- What is being asked -
The line holding "of the upper" and every line after it through the end of the entries below: retype these exactly and nothing more.

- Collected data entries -
•••

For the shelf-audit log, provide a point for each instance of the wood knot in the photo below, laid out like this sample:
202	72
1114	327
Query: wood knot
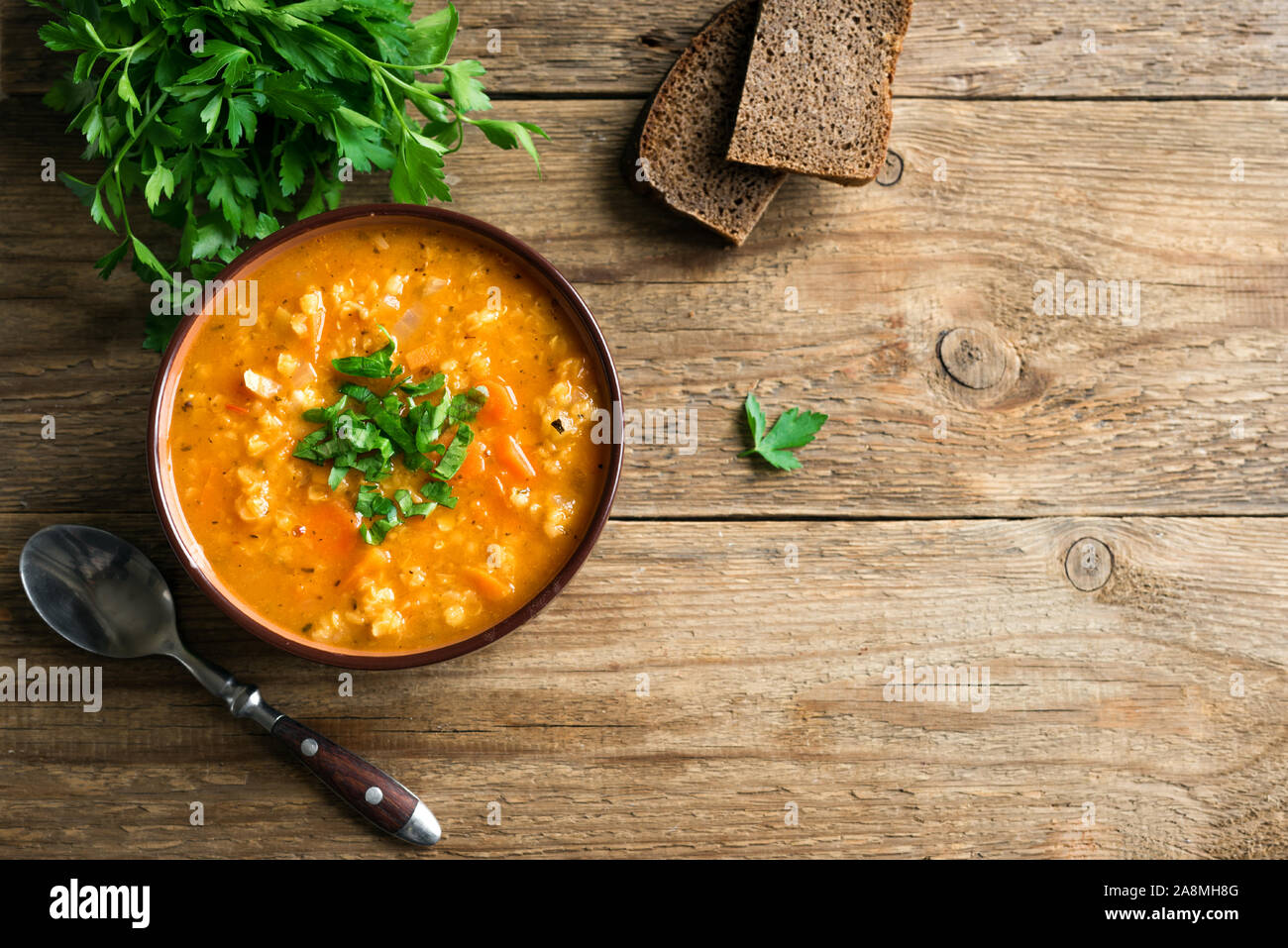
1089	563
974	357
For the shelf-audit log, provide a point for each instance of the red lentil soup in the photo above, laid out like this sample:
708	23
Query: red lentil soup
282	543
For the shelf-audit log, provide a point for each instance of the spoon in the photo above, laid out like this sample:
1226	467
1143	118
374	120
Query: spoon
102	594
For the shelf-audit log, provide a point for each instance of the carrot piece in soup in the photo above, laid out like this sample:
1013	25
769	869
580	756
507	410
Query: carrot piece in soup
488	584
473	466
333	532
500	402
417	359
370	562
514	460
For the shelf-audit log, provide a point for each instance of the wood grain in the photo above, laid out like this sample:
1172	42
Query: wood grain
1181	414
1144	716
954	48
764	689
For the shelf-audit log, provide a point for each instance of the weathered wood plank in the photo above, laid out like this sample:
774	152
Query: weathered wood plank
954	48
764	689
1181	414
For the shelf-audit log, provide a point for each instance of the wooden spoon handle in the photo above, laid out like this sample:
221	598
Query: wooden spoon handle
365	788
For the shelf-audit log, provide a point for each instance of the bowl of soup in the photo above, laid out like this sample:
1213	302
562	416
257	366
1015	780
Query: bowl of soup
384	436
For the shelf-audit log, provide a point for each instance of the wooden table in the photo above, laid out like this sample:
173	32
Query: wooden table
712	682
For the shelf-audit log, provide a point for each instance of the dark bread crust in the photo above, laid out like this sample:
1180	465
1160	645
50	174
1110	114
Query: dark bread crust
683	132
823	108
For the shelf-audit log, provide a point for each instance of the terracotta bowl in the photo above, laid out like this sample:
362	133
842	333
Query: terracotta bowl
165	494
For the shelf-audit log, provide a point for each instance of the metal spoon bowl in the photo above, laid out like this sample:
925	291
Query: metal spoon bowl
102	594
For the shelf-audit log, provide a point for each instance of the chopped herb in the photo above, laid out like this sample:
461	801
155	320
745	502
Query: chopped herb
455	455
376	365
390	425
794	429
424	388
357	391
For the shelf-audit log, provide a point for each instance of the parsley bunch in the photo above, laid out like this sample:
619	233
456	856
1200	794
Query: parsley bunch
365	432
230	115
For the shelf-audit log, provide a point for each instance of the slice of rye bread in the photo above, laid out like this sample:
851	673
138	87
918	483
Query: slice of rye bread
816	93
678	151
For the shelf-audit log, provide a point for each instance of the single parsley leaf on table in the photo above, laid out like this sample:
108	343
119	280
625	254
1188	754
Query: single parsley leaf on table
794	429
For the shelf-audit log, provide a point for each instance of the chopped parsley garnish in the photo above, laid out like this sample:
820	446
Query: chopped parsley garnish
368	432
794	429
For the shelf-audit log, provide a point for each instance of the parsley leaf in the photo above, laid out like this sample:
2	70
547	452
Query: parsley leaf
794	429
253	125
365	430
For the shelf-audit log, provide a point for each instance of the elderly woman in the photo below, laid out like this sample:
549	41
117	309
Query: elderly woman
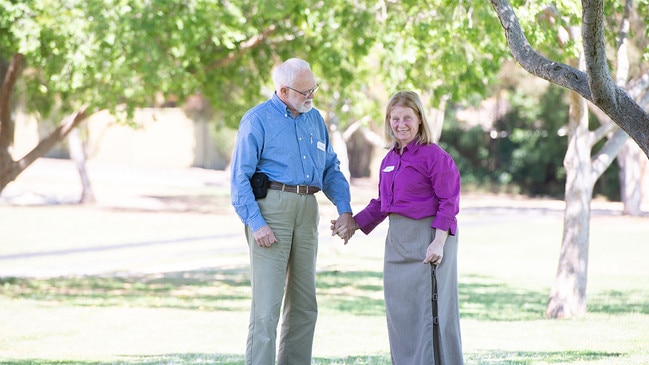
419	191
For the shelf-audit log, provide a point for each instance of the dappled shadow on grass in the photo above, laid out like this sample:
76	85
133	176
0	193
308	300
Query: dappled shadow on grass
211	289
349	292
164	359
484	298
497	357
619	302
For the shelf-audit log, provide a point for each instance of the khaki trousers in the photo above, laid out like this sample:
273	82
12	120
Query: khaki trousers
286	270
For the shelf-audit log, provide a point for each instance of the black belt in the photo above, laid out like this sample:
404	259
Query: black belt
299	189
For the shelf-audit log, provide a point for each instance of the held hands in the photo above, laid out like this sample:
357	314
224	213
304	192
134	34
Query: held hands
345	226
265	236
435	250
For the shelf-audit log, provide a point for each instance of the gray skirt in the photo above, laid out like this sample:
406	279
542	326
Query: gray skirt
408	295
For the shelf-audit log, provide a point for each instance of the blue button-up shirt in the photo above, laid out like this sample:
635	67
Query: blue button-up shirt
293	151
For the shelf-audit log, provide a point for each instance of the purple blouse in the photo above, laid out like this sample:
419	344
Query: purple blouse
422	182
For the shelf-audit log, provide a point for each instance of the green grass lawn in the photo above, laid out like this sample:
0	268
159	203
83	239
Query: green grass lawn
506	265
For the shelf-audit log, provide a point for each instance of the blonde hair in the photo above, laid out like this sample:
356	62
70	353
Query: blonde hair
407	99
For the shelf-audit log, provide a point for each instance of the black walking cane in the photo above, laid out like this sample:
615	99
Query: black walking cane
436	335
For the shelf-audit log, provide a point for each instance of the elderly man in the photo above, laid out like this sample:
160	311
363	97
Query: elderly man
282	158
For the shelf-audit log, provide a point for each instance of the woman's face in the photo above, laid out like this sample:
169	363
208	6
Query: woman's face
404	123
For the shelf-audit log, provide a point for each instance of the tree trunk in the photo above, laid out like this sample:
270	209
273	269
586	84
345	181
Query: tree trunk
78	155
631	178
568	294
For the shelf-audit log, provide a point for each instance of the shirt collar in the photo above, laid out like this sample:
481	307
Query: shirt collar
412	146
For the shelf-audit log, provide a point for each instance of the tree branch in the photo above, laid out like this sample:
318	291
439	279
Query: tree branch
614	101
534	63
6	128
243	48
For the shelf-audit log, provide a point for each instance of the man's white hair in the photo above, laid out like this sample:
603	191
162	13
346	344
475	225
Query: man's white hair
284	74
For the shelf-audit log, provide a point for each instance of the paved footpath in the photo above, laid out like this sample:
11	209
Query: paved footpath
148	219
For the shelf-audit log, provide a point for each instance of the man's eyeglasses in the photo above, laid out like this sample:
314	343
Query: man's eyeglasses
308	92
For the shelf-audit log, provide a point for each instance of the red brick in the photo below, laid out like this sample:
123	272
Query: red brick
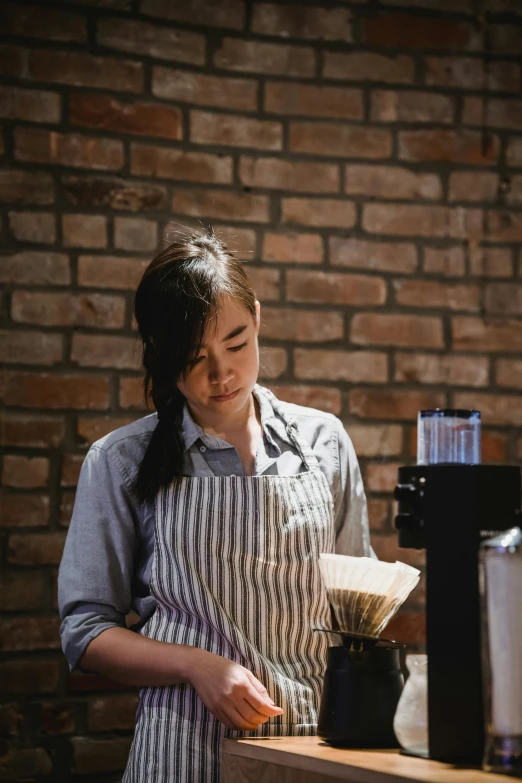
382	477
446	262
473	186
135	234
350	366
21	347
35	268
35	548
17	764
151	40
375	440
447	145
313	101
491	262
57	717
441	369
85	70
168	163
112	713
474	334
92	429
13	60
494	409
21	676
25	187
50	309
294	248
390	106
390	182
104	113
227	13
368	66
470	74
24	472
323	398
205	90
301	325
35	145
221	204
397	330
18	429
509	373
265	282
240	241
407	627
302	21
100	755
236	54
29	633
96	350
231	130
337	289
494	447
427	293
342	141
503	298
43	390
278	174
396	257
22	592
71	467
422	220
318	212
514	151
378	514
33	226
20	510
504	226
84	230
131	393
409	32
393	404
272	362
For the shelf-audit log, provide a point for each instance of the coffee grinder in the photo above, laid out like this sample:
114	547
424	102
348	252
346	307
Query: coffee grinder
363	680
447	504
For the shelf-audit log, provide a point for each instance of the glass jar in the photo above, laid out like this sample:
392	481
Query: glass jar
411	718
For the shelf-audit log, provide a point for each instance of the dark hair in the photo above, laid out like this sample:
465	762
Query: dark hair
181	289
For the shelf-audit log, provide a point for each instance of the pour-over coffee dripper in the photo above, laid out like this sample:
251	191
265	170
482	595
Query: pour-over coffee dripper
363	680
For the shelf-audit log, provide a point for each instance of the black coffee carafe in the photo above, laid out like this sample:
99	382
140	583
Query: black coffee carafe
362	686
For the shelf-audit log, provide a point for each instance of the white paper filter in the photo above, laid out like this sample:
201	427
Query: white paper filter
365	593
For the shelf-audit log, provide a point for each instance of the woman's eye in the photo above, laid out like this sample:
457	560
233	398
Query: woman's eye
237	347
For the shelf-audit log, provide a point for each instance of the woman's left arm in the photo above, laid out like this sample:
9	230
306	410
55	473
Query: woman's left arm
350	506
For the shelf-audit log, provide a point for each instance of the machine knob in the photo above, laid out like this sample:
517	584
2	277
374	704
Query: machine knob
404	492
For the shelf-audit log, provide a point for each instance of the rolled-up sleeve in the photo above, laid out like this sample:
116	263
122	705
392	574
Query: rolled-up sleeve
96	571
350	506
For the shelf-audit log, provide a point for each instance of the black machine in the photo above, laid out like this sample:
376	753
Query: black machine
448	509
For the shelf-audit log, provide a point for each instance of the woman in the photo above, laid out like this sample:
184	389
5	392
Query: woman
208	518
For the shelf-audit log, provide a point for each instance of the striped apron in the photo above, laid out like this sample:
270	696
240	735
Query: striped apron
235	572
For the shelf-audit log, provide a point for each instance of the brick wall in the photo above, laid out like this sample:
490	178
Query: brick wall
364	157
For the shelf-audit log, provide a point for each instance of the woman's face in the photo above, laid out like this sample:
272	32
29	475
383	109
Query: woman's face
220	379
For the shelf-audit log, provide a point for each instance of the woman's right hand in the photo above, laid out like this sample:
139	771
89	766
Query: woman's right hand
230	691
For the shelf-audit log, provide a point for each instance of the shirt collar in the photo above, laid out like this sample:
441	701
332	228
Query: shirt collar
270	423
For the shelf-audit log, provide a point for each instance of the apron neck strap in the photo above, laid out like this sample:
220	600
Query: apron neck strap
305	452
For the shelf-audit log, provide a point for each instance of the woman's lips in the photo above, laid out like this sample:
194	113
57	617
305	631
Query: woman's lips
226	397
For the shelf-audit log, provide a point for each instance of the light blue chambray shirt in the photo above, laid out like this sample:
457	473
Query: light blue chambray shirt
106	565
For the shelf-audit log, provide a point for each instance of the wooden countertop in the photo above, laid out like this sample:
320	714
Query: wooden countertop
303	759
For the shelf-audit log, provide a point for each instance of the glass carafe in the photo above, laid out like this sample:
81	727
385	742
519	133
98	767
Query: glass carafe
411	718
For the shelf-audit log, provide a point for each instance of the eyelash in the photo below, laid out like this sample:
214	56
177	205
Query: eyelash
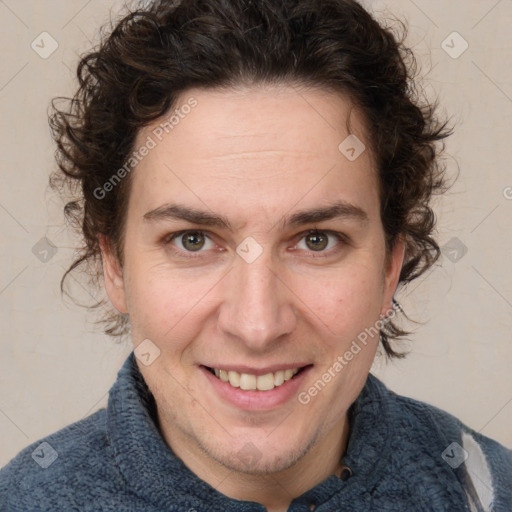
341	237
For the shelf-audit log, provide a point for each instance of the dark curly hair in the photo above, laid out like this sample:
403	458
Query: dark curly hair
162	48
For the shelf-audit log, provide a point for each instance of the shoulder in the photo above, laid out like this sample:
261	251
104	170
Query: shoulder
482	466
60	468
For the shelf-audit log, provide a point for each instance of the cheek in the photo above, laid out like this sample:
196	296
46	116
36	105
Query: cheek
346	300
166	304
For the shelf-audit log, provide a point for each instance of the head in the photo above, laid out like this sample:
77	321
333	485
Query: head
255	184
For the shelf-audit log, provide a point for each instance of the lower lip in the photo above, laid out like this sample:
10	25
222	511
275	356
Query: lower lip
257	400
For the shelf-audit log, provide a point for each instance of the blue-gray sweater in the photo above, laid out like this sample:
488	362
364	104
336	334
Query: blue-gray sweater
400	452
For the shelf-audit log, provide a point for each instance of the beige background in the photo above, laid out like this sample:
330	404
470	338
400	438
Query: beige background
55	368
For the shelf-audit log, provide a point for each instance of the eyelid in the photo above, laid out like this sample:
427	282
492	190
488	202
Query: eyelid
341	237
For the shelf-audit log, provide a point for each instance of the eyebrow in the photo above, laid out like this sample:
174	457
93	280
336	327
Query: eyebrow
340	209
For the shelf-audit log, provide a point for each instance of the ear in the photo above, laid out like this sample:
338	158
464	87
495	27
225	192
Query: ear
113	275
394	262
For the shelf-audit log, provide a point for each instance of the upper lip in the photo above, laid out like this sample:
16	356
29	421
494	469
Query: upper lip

•••

- Task output -
For the shelf-audit log, provide a point for each instance of the upper lip in the photo above, laid out like this sample:
16	356
29	421
494	469
Query: upper lip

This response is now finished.